GIVEN PROBLEM 1.
Answer these questions using the post on Nick Cohen:
(a) At what age did Nick learn that his English teacher voted Conservative?
(b) In the early 1990s, what did the writer think was worth defending against armed Serb irredentism?
(c) Who is said never to have written the closing lines of the post?
GIVEN PROBLEM 2. Retype the post on Nick Cohen word for word, from "I used to read" up to and including "just how strange.".

EXTRACTED TEXT.
I used to read Nick Cohen regularly; I used to think of Eddy Newman as a reliable voice of the municipal Left (he’s a solid Old Labour councillor from way back, one of a very few Manchester councillors to have built a personal reputation in the Stringer period and hung on to it). These are strange times for the Left – it’s easy to forget just how strange.

Update 7/11

As Andrew points out in comments, Nick is a troubled man:

When, at the age of 13, he found out that his kind and thoughtful English teacher voted Conservative, he nearly fell off his chair: ‘To be good, you had to be on the Left.’ Today he’s no less confused.

I’ll say he is.

Why is it that apologies for a militant Islam that stands for everything the liberal-Left is against come from a section of the Left? After the American and British wars in Bosnia and Kosovo against Slobodan Milosevic’s ethnic cleansers, why were men and women of the Left denying the existence of Serb concentration camps? Why is Palestine a cause for the liberal-Left, but not, for instance, China, the Sudan, Zimbabwe or North Korea? Why can’t those who say they support the Palestinian cause tell you what type of Palestine they would like to see? After the 9/11 attacks on New York and Washington why were you as likely to read that a sinister conspiracy of Jews controlled American or British foreign policy in a liberal literary journal as in a neo-Nazi rag?

I can actually sympathise with parts of this; back in the early 1990s those of us who thought the Republic of Bosnia-Herzegovina was worth defending against armed Serb irredentism seemed to be in a very small minority on the Left. Seeing sizeable swathes of the Left apparently signing up for the Genocidal Bastard Fan Club (and no, the RCP wasn’t its only chapter by any means) isn’t an experience you forget.

But if I’m not with Neil Clark, I’m not with Nick either. This synopsis is sloppily written even by the standards of its kind (I don’t recall any “American and British war” in Bosnia, apart from anything else), but as far as I can tell Nick’s main concern isn’t that the Left has chosen some dodgy causes lately. He’s not even harping on the Left’s wilful blindness to the historically unprecedented menace of the lurking foreign mad bomber. For whatever reason, the point Nick really seems to want to make is that supporting the Palestinian cause is wrong. Or rather, it may be right, but only if you a) support several other causes as well b) oppose the politicians Palestinians actually elect and c) oppose criticism of Israel. (Like Andrew, I really hope that last line isn’t a reference to Mearsheimer and Walt. I’m tempted to dismiss the idea out of hand – you’d have to be wearing a very strong prescription indeed to see a ‘sinister conspiracy of Jews’ in M&W’s LRB piece, let alone to imagine that it could appear in a ‘neo-Nazi rag’ – but the reference to ‘a liberal literary journal’ is disquieting.)

A Left critique of the Gleichschaltung of the ‘anti-imperialists’ might have been useful and telling; unfortunately it looks as if Nick has found another cause to be gleichgeschaltet by. These are, as I was saying, strange times for the Left. As Victor Serge never wrote:

– What’s to be done if it’s midnight in the century?
– What, already?

Recorded data:

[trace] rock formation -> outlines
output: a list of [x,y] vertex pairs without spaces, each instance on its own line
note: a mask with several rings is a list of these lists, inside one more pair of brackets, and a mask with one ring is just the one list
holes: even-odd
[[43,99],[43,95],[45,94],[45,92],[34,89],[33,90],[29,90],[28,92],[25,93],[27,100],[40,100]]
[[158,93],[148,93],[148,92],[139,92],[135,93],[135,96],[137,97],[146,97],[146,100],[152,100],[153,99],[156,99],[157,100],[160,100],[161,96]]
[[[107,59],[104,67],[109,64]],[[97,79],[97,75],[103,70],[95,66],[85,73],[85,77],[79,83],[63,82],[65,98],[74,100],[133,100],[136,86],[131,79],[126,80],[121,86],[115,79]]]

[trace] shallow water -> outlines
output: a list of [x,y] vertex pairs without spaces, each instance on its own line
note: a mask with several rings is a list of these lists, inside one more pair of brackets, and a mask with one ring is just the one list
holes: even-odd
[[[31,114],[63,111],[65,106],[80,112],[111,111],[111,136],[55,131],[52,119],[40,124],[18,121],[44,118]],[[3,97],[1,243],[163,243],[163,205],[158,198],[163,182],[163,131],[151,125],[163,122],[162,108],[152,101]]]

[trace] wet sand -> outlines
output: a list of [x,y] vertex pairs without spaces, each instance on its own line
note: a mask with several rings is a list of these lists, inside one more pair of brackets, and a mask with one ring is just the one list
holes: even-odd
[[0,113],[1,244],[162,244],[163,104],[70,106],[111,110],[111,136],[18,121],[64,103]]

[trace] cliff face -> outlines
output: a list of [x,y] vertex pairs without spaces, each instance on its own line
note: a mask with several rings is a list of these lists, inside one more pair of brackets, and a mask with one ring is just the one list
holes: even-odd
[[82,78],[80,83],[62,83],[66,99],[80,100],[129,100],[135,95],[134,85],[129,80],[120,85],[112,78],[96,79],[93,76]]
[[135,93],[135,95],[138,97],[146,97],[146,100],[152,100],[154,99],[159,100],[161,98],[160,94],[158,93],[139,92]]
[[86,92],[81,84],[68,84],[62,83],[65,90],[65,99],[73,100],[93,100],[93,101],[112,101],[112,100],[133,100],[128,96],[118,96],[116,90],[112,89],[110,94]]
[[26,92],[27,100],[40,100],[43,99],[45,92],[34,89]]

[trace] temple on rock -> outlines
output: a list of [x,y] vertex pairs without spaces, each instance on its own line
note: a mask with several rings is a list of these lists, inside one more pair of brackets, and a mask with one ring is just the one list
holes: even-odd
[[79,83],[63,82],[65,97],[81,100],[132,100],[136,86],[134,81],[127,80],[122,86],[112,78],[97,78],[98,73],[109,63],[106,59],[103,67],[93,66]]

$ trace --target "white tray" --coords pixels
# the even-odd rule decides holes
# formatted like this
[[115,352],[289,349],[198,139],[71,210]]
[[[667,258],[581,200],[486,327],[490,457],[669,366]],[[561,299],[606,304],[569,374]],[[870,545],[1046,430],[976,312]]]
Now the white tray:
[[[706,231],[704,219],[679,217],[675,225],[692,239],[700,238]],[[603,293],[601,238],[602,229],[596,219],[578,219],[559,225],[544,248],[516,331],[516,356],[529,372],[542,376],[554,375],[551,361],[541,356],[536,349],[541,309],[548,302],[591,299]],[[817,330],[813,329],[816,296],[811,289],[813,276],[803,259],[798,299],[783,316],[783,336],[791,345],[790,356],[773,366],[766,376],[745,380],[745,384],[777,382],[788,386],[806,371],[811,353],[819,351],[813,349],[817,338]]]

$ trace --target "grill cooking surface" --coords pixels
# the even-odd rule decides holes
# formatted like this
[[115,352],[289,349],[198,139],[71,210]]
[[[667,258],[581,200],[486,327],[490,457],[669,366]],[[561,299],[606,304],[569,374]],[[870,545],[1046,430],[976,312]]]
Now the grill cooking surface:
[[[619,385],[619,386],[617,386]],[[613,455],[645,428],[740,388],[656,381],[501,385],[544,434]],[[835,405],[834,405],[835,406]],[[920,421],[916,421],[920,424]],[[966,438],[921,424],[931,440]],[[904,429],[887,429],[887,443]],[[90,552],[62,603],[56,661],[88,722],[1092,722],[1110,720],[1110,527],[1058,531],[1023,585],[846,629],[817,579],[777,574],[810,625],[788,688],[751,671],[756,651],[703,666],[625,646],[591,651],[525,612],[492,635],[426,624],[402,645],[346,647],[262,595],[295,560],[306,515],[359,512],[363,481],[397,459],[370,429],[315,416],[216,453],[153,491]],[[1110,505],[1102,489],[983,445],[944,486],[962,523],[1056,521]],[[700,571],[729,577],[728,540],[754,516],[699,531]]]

OUTPUT 1.
(a) 13
(b) The Republic of Bosnia-Herzegovina
(c) Victor Serge

OUTPUT 2.
I used to read Nick Cohen regularly; I used to think of Eddy Newman as a reliable voice of the municipal Left (he’s a solid Old Labour councillor from way back, one of a very few Manchester councillors to have built a personal reputation in the Stringer period and hung on to it). These are strange times for the Left – it’s easy to forget just how strange.